-- Task goal --
Render every line of the entries below as a Markdown table with the columns "Row" and "Line". Number the rows in sequence and omit blank lines.

╭─ Items

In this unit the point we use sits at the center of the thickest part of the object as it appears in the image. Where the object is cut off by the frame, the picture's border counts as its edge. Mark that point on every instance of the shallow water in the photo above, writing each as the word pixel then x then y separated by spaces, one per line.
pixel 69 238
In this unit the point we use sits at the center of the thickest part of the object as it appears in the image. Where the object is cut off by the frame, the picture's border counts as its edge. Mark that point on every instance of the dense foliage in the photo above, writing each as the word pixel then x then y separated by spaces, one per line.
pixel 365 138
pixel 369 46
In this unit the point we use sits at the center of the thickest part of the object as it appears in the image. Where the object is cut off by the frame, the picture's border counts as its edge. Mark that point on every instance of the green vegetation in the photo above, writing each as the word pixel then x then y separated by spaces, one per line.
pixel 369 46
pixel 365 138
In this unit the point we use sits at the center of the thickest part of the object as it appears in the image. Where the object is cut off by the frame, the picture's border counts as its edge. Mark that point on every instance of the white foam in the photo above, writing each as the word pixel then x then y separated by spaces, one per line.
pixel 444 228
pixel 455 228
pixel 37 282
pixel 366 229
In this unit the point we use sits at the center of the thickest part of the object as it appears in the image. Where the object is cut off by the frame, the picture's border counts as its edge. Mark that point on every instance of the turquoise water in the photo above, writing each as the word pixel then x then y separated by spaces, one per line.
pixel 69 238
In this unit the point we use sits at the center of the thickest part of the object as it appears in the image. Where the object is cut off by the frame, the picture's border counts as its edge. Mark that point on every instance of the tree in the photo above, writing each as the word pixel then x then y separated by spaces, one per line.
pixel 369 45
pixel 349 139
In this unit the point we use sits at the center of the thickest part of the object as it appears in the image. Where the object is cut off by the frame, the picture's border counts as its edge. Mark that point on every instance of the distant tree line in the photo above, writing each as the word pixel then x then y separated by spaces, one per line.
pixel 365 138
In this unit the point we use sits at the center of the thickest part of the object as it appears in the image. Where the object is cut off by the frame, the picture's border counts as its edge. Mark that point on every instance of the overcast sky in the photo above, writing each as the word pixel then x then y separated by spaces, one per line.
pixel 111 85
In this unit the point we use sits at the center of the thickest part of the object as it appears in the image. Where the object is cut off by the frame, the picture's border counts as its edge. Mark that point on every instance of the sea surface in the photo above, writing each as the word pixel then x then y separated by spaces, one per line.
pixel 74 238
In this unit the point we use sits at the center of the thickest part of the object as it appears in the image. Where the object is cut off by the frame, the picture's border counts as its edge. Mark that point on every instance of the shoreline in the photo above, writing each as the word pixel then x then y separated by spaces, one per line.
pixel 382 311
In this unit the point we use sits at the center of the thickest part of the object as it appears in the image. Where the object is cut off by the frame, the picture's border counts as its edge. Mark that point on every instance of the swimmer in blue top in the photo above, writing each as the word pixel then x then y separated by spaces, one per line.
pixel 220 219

╰─

-- Final answer --
| Row | Line |
|---|---|
| 1 | In this unit the point we use sits at the center of the thickest part of the object as it appears in the image. Where the object is cut off by the frame, the picture's border counts as its edge. Mark that point on every instance of the shallow water in the photo above, writing each as the word pixel then x then y separated by spaces, one per line. |
| 2 | pixel 69 238 |
| 3 | In this unit the point we use sits at the center of the thickest part of the object as it appears in the image. Where the object is cut off by the frame, the picture's border counts as its edge. Mark that point on every instance of the dense foliage in the photo above, writing each as the word pixel then x then y separated by spaces, one per line. |
| 4 | pixel 365 138 |
| 5 | pixel 369 46 |
| 6 | In this unit the point we use sits at the center of the thickest part of the object as it appears in the image. Where the object is cut off by the frame, the picture's border counts as its edge. Mark that point on every instance of the green vegetation in the photo above, writing each as the word pixel then x then y separated by spaces, one per line. |
| 7 | pixel 369 46 |
| 8 | pixel 365 138 |
| 9 | In this unit the point we use sits at the center of the thickest part of the object as it appears in the image. Where the object is cut off by the frame, the picture's border counts as its edge. Mark that point on every instance of the white foam in the photo above, writing each as the word pixel then x then y separated by spaces, one per line. |
| 10 | pixel 444 228 |
| 11 | pixel 455 228 |
| 12 | pixel 37 282 |
| 13 | pixel 366 229 |
| 14 | In this unit the point we use sits at the center of the thickest part of the object as it appears in the image. Where the object is cut off by the frame, the picture's border counts as its edge. Mark that point on every instance of the turquoise water in the photo above, writing each as the word pixel then x then y separated by spaces, one per line. |
| 15 | pixel 69 238 |
| 16 | In this unit the point we use sits at the center of the thickest part of the object as it appears in the image. Where the object is cut off by the frame, the picture's border counts as its edge. Mark that point on every instance of the tree in the photo above, writing each as the word pixel then x then y separated by spaces, one per line. |
| 17 | pixel 369 45 |
| 18 | pixel 349 139 |
| 19 | In this unit the point we use sits at the center of the thickest part of the object as it appears in the image. Where the object is cut off by the frame, the picture's border counts as its edge. Mark that point on every instance of the distant tree line in the photo above, writing each as the word pixel then x then y separated by spaces, one per line. |
| 20 | pixel 365 138 |
| 21 | In this unit the point we use sits at the center of the thickest part of the object as it appears in the image. Where the object is cut off by the frame, the picture's border counts as its edge. Mark that point on every instance of the overcast sky in the photo above, writing each as the word pixel then x then y separated by spaces, one per line. |
| 22 | pixel 111 85 |
| 23 | In this unit the point we use sits at the center of the thickest part of the object as it appears in the image. Where the object is cut off by the frame, the picture's border counts as its edge. Mark that point on every instance of the sea surface in the photo above, writing each as the word pixel then x then y separated by spaces, one per line. |
| 24 | pixel 74 238 |
| 25 | In this unit the point we use sits at the center of the thickest part of the object as it appears in the image. Where the object is cut off by the frame, the picture's border counts as its edge. Mark that point on every instance of the shoreline in the photo above, writing each as the word pixel then x then y separated by spaces, one per line. |
| 26 | pixel 382 311 |
| 27 | In this unit the point we use sits at the center of the thickest part of the object as it appears in the image. Where the object is cut off by the frame, the picture's border counts as its edge. Mark that point on every instance of the swimmer in blue top in the photo above, writing each as the word pixel then x then y separated by spaces, one per line. |
| 28 | pixel 220 219 |